[Goal]
Reproduce word for word the part of the passage below on Federal Court jurisdiction that begins with the words "In Bensol Customs" and ends after the words "case at bar.".

[Passage provided]
::::::::::
3. The law on which the case is based must be “a law of Canada” as the phrase is used in s. 101 of the Constitution Act, 1867.
Although the respondent Kintetsu nominally contested the presence of all three requirements in the case at bar, in my opinion there can be no serious issue that the first requirement, viz. a statutory grant of jurisdiction by the federal Parliament has been met. Paragraph 23(b) of the Federal Court Act, R.S.C., 1985, c. F-7, explicitly establishes concurrent jurisdiction in the Court over the subject-matter of aeronautics, as well as over undertakings extending beyond the limits of a province, as follows:
23. Except to the extent that jurisdiction has been otherwise specially assigned, the Trial Division has concurrent original jurisdiction, between subject and subject as well as otherwise, in all cases in which a claim for relief is made, or a remedy is sought under an Act of Parliament or otherwise in relation to any matter coming within any of the following classes of subjects, namely,
…
(b) aeronautics; and
(c) works and undertakings connecting a province with any other province or extending beyond the limits of a province.
In Bensol Customs Brokers Ltd. v. Air Canada, [1979] 2 F.C. 575, this Court upheld a claim for damages as a result of the loss of cargo in air transportation brought under the federal Carriage by Air Act, R.S.C. 1970, c. C-14 [now R.S.C., 1985, c. C-26]. The Trial Judge distinguished the Bensol case on the basis that that Act had been specifically pleaded, unlike in the case at bar.
Such a distinction is clearly untenable. It is established law that a party needs to plead only the material facts on which its case is based, not the applicable law: R. v. Imperial General Properties Limited, [1985] 1 F.C. 344 (C.A.), at pages 351-352. The absence in the pleadings of reference to federal legislation is therefore irrelevant.
The Carriage by Air Act is in fact the source of the appellants’ case. The key provision incorporates the whole of the Warsaw Convention of 1929 on International Carriage by Air and the Amending Protocol of 1955, to both of which Canada and Japan are parties, as follows:
2. (1) The provisions of the Convention set out in Schedule I, in so far as they relate to the rights and liabilities of carriers, passengers, consignors, consignees and other persons and subject to this section, have the force of law in Canada in relation to any carriage by air to which the Convention applies, irrespective of the nationality of the aircraft performing that carriage.
(2) Subject to this section, the provisions of the Convention set out in Schedule I, as amended by the Protocol set out in Schedule III, in so far as they relate to the rights and liabilities of carriers, passengers, consignors, consignees and other persons, have the force of law in Canada in relation to any carriage by air to which the Convention as so amended applies, irrespective of the nationality of the aircraft performing that carriage.
(3) The Governor in Council may from time to time, by proclamation published in the Canada Gazette, certify who are the High Contracting Parties to the Convention, in respect of what territories they are respectively parties, to what extent they have availed themselves of the Additional Protocol to the Convention and who are the parties to the Protocol set out in Schedule III, and any such proclamation is, except in so far as it has been superseded by a subsequent proclamation, conclusive evidence of the matters so certified.
The language of subsection 2(1), in providing that “[t]he provisions of the Convention … have the force of law in Canada in relation to any carriage by air to which the Convention applies” are a particularly broad legislative mandate. The Warsaw Convention is thus in all respects “a law of Canada”, thus satisfying the third requirement for Federal Court jurisdiction.
::::::::::
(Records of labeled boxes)
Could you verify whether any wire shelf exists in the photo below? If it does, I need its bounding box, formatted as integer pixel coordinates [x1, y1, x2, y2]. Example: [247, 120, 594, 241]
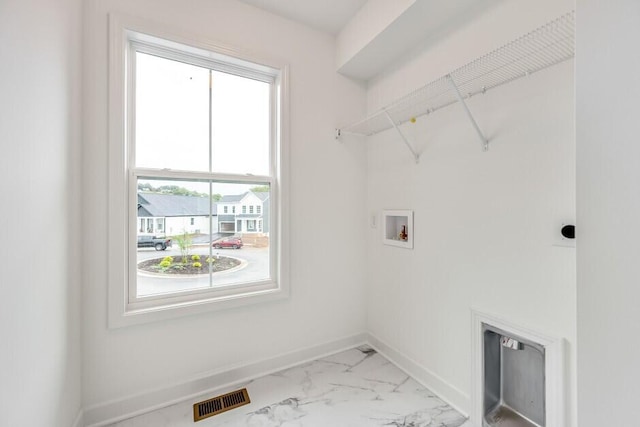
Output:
[338, 12, 575, 136]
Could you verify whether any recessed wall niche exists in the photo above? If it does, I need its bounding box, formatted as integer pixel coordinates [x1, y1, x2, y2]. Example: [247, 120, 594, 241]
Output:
[382, 210, 413, 249]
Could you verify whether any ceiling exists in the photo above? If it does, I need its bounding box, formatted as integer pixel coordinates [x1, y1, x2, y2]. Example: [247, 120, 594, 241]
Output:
[239, 0, 506, 81]
[240, 0, 368, 35]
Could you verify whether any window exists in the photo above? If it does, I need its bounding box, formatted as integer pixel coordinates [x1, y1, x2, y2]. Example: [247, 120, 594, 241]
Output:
[109, 19, 288, 326]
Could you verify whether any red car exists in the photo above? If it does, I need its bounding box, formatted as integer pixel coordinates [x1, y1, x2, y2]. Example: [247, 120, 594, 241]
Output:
[211, 237, 242, 249]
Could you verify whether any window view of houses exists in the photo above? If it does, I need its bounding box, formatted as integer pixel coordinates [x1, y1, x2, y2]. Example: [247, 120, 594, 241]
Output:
[137, 188, 269, 241]
[136, 180, 270, 297]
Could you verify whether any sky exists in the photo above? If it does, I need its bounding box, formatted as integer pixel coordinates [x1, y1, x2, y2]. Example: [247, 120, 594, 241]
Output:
[134, 52, 270, 194]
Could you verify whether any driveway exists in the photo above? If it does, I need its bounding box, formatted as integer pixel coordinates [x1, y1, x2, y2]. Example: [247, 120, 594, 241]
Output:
[137, 244, 269, 296]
::::::::::
[Answer to this problem]
In Bensol Customs Brokers Ltd. v. Air Canada, [1979] 2 F.C. 575, this Court upheld a claim for damages as a result of the loss of cargo in air transportation brought under the federal Carriage by Air Act, R.S.C. 1970, c. C-14 [now R.S.C., 1985, c. C-26]. The Trial Judge distinguished the Bensol case on the basis that that Act had been specifically pleaded, unlike in the case at bar.